◆ **Task goal**
Exactly reproduce all the records, keeping pictures out of the copy.

◆ **Available records**
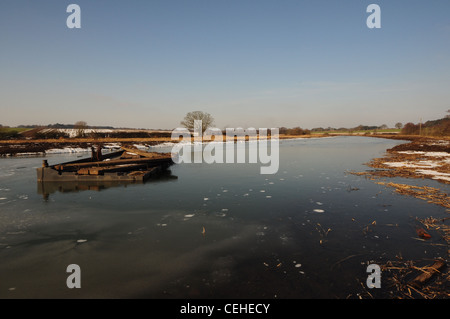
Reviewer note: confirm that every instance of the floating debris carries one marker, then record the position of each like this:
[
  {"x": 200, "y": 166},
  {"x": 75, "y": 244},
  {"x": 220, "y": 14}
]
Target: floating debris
[{"x": 430, "y": 194}]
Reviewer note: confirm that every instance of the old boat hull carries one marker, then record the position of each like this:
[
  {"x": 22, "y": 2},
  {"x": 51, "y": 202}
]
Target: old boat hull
[{"x": 107, "y": 168}]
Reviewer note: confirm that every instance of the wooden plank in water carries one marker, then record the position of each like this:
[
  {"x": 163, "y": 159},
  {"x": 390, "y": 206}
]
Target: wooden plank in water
[{"x": 156, "y": 161}]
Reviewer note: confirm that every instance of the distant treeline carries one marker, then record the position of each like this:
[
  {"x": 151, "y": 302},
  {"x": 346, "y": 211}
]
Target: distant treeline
[
  {"x": 439, "y": 127},
  {"x": 294, "y": 131},
  {"x": 349, "y": 130}
]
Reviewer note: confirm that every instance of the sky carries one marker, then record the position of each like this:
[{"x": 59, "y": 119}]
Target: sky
[{"x": 249, "y": 63}]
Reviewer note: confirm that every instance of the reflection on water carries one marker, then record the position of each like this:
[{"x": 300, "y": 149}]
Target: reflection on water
[
  {"x": 46, "y": 188},
  {"x": 216, "y": 231}
]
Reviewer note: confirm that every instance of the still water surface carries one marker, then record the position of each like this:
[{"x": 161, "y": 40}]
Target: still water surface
[{"x": 211, "y": 230}]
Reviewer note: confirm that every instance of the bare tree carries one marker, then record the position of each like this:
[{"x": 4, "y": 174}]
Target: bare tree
[
  {"x": 190, "y": 118},
  {"x": 80, "y": 126}
]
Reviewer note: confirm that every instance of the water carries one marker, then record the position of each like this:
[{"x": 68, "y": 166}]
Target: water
[{"x": 211, "y": 230}]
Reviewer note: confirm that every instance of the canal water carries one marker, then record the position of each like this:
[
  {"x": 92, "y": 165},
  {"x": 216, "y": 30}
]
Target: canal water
[{"x": 211, "y": 230}]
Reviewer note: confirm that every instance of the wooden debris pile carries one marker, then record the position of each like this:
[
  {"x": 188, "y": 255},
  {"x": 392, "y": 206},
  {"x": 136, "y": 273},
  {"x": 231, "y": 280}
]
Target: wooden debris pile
[{"x": 407, "y": 280}]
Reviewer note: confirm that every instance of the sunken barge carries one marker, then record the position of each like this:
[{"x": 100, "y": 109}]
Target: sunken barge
[{"x": 126, "y": 165}]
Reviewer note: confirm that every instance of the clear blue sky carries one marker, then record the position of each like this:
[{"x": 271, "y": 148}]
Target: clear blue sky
[{"x": 249, "y": 63}]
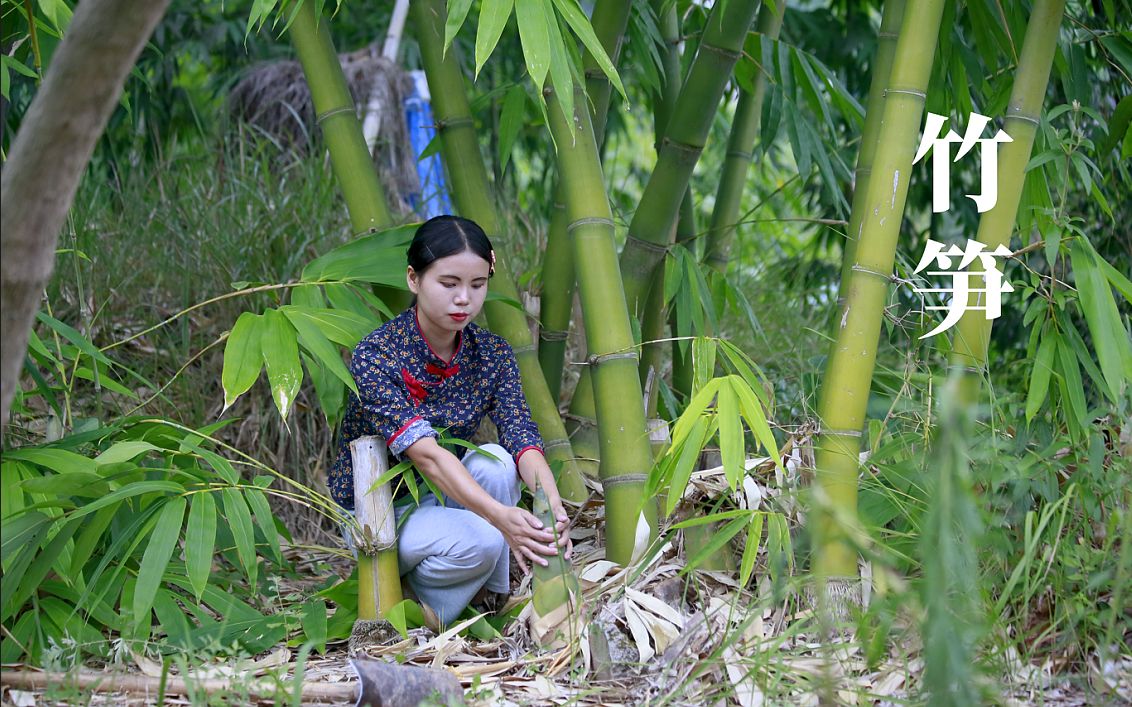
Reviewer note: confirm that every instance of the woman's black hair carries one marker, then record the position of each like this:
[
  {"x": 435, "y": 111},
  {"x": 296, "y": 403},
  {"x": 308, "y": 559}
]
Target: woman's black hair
[{"x": 448, "y": 235}]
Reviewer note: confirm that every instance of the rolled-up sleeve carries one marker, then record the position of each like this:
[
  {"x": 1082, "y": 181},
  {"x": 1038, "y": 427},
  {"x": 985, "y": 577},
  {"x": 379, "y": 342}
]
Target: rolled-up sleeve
[
  {"x": 508, "y": 410},
  {"x": 384, "y": 403}
]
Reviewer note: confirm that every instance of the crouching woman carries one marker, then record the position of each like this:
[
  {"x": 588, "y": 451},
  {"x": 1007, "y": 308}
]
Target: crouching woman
[{"x": 431, "y": 369}]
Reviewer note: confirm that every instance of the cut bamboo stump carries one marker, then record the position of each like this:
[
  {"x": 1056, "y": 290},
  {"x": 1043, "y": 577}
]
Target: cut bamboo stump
[{"x": 378, "y": 577}]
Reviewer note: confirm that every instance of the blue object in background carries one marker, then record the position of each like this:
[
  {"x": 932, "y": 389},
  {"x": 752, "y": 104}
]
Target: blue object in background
[{"x": 432, "y": 199}]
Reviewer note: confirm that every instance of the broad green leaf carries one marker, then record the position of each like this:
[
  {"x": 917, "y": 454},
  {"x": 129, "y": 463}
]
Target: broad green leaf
[
  {"x": 266, "y": 522},
  {"x": 239, "y": 520},
  {"x": 457, "y": 13},
  {"x": 341, "y": 326},
  {"x": 125, "y": 451},
  {"x": 1109, "y": 337},
  {"x": 1071, "y": 378},
  {"x": 200, "y": 541},
  {"x": 730, "y": 433},
  {"x": 494, "y": 16},
  {"x": 751, "y": 550},
  {"x": 560, "y": 75},
  {"x": 581, "y": 26},
  {"x": 157, "y": 552},
  {"x": 242, "y": 356},
  {"x": 685, "y": 463},
  {"x": 756, "y": 420},
  {"x": 511, "y": 122},
  {"x": 281, "y": 356},
  {"x": 59, "y": 460},
  {"x": 131, "y": 490},
  {"x": 1039, "y": 378},
  {"x": 319, "y": 346},
  {"x": 534, "y": 36}
]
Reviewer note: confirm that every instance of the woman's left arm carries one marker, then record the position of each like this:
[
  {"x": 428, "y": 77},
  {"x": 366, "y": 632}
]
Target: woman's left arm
[{"x": 536, "y": 473}]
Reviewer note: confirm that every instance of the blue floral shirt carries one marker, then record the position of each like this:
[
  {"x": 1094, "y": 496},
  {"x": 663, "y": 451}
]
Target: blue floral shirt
[{"x": 409, "y": 393}]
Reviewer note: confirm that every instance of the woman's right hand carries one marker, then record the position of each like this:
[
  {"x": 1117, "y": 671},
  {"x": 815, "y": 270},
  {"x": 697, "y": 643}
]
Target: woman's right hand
[{"x": 528, "y": 539}]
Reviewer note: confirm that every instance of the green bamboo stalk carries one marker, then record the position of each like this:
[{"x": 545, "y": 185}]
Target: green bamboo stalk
[
  {"x": 849, "y": 371},
  {"x": 882, "y": 67},
  {"x": 651, "y": 229},
  {"x": 609, "y": 20},
  {"x": 624, "y": 441},
  {"x": 739, "y": 147},
  {"x": 350, "y": 158},
  {"x": 972, "y": 333},
  {"x": 468, "y": 179}
]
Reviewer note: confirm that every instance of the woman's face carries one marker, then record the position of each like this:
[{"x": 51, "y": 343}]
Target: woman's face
[{"x": 451, "y": 292}]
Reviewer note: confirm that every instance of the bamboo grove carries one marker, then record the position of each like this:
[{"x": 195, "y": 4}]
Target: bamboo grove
[{"x": 738, "y": 112}]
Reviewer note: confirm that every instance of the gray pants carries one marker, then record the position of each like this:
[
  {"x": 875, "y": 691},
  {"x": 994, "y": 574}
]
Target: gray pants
[{"x": 446, "y": 552}]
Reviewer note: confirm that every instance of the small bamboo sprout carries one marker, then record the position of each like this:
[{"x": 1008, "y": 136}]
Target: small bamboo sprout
[
  {"x": 378, "y": 578},
  {"x": 555, "y": 603}
]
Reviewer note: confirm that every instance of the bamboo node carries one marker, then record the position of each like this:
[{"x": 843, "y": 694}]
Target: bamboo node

◆ **Answer to this task**
Reviewer note: confirm that every instance of the floating debris carries one marker, then record the position of each like this:
[
  {"x": 200, "y": 166},
  {"x": 75, "y": 244},
  {"x": 220, "y": 14}
]
Target: floating debris
[{"x": 430, "y": 194}]
Reviewer note: confirm that every instance of the old boat hull carries one marker, then record the position of each like this:
[
  {"x": 22, "y": 2},
  {"x": 51, "y": 202}
]
Target: old boat hull
[{"x": 107, "y": 168}]
Reviewer note: confirm that every instance of the wooden plank in water carries one marker, then record the position of each like this:
[
  {"x": 163, "y": 159},
  {"x": 390, "y": 206}
]
Target: wooden plank in water
[{"x": 156, "y": 161}]
Reviewer note: confirm that every instance of the distant treeline carries one marker, then record the position of each like this:
[
  {"x": 151, "y": 302},
  {"x": 346, "y": 211}
]
Target: distant treeline
[
  {"x": 439, "y": 127},
  {"x": 294, "y": 131},
  {"x": 349, "y": 130}
]
Reviewer note: confirm that every instance of the sky carries one marker, then record the position of each like this:
[{"x": 59, "y": 119}]
Target: sky
[{"x": 249, "y": 63}]
Reviewer note: confirm that every instance of the reflection on water carries one marker, then record the position of each like this:
[{"x": 300, "y": 149}]
Target: reflection on water
[
  {"x": 46, "y": 188},
  {"x": 216, "y": 231}
]
Reviewer note: confirm that every instance of the still water surface carries one marker, then record the position of each like this:
[{"x": 161, "y": 40}]
Target: still water surface
[{"x": 211, "y": 230}]
Reviewer note: confirm that every instance of the bare tree carries one marker, then record the position of each like this:
[{"x": 4, "y": 174}]
Target: bare tree
[
  {"x": 190, "y": 118},
  {"x": 80, "y": 126}
]
Reviewer note: confirm that every instance of the water carries one marker, then record the position of each like this:
[{"x": 68, "y": 166}]
Target: water
[{"x": 211, "y": 230}]
Reviewer note: confirm that every instance of the canal water carries one marker, then record the position of each like this:
[
  {"x": 92, "y": 165},
  {"x": 216, "y": 30}
]
Target: canal water
[{"x": 211, "y": 230}]
Reviewer note: confirm that every instance of the wooden debris pile carries one marker, then record the position of each like this:
[
  {"x": 188, "y": 255},
  {"x": 392, "y": 206},
  {"x": 136, "y": 273},
  {"x": 231, "y": 280}
]
Target: wooden debris pile
[{"x": 407, "y": 280}]
Reviewer note: confirm that every instance of the sunken barge carries one marker, then record the position of each like this:
[{"x": 100, "y": 109}]
Target: sunken barge
[{"x": 126, "y": 165}]
Reviewer note: confirm that every instance of the clear blue sky carries one marker, then record the position of each like this:
[{"x": 271, "y": 148}]
Target: clear blue sky
[{"x": 249, "y": 63}]
Reviewer note: confirm that every instance of the woman's black hair carries one marker, then record the position of each like this:
[
  {"x": 435, "y": 111},
  {"x": 296, "y": 403},
  {"x": 308, "y": 559}
]
Target: woman's black hair
[{"x": 448, "y": 235}]
Reviewer note: confirm that every instance of the rolled-up sleeve carries one marker, then record the position of each like this:
[
  {"x": 1082, "y": 181},
  {"x": 1038, "y": 427},
  {"x": 985, "y": 577},
  {"x": 379, "y": 342}
]
Target: rolled-up sleeve
[
  {"x": 508, "y": 410},
  {"x": 384, "y": 403}
]
Reviewer note: confirm that every instance of the crouching woman carries one marker, then record the position of each like this:
[
  {"x": 588, "y": 451},
  {"x": 1007, "y": 308}
]
Target: crouching woman
[{"x": 431, "y": 369}]
Reviewer note: confirm that every instance of the cut bamboo stump carries one marker, then record the position of each like this:
[
  {"x": 1056, "y": 290},
  {"x": 1043, "y": 577}
]
Target: cut bamboo stump
[{"x": 378, "y": 577}]
Reviewer note: confirm that every instance of the blue object in background carries one marker, then record the position of each like this:
[
  {"x": 932, "y": 389},
  {"x": 752, "y": 104}
]
Target: blue object in background
[{"x": 432, "y": 199}]
Reviewer note: confirm that every instance of the broad green leaf carries one marker, then record the position of each like this:
[
  {"x": 917, "y": 454},
  {"x": 129, "y": 463}
]
Target: broad green leaf
[
  {"x": 266, "y": 522},
  {"x": 239, "y": 520},
  {"x": 457, "y": 13},
  {"x": 341, "y": 326},
  {"x": 125, "y": 451},
  {"x": 1109, "y": 337},
  {"x": 1071, "y": 378},
  {"x": 200, "y": 541},
  {"x": 730, "y": 433},
  {"x": 494, "y": 16},
  {"x": 751, "y": 550},
  {"x": 560, "y": 75},
  {"x": 581, "y": 26},
  {"x": 157, "y": 552},
  {"x": 242, "y": 356},
  {"x": 685, "y": 463},
  {"x": 756, "y": 420},
  {"x": 511, "y": 122},
  {"x": 281, "y": 356},
  {"x": 59, "y": 460},
  {"x": 131, "y": 490},
  {"x": 1039, "y": 378},
  {"x": 319, "y": 346},
  {"x": 534, "y": 36}
]
Reviewer note: confirm that every instance of the woman's left arm carries one marker, then record the position of each like this:
[
  {"x": 428, "y": 77},
  {"x": 366, "y": 632}
]
Target: woman's left arm
[{"x": 536, "y": 473}]
Reviewer note: confirm that every instance of the blue floral shirt carries one marker, then record the position of each like this:
[
  {"x": 1094, "y": 496},
  {"x": 663, "y": 451}
]
Target: blue floral shirt
[{"x": 409, "y": 393}]
Reviewer note: confirm that every instance of the woman's right hand carries one marker, then record the position of each like this:
[
  {"x": 1117, "y": 671},
  {"x": 815, "y": 270},
  {"x": 697, "y": 643}
]
Target: woman's right hand
[{"x": 528, "y": 539}]
Reviewer note: confirm that every instance of the green bamboo stalk carries one marker, then record the position of each like this:
[{"x": 545, "y": 185}]
Target: green bamboo stalk
[
  {"x": 849, "y": 371},
  {"x": 882, "y": 67},
  {"x": 651, "y": 229},
  {"x": 609, "y": 20},
  {"x": 624, "y": 441},
  {"x": 739, "y": 147},
  {"x": 350, "y": 158},
  {"x": 972, "y": 333},
  {"x": 468, "y": 179}
]
Reviewer note: confirm that every instance of the woman's face carries one marker, then record the position of each like this:
[{"x": 51, "y": 343}]
Target: woman's face
[{"x": 451, "y": 292}]
Reviewer note: confirm that every instance of the bamboo grove carries one marker, then record the position of each like this:
[{"x": 195, "y": 4}]
Target: bamboo grove
[{"x": 738, "y": 112}]
Reviewer note: confirm that every instance of the gray pants carries one marker, then record the position of each like this:
[
  {"x": 875, "y": 691},
  {"x": 994, "y": 574}
]
Target: gray pants
[{"x": 446, "y": 552}]
Reviewer note: confirm that every instance of the small bamboo sprout carries one marker, then record the position of each like this:
[{"x": 1008, "y": 136}]
Target: small bamboo sprout
[
  {"x": 378, "y": 578},
  {"x": 555, "y": 603}
]
Reviewer note: confirm that every instance of the bamboo node carries one marker, then record the position of each like this:
[{"x": 843, "y": 694}]
Target: bamboo node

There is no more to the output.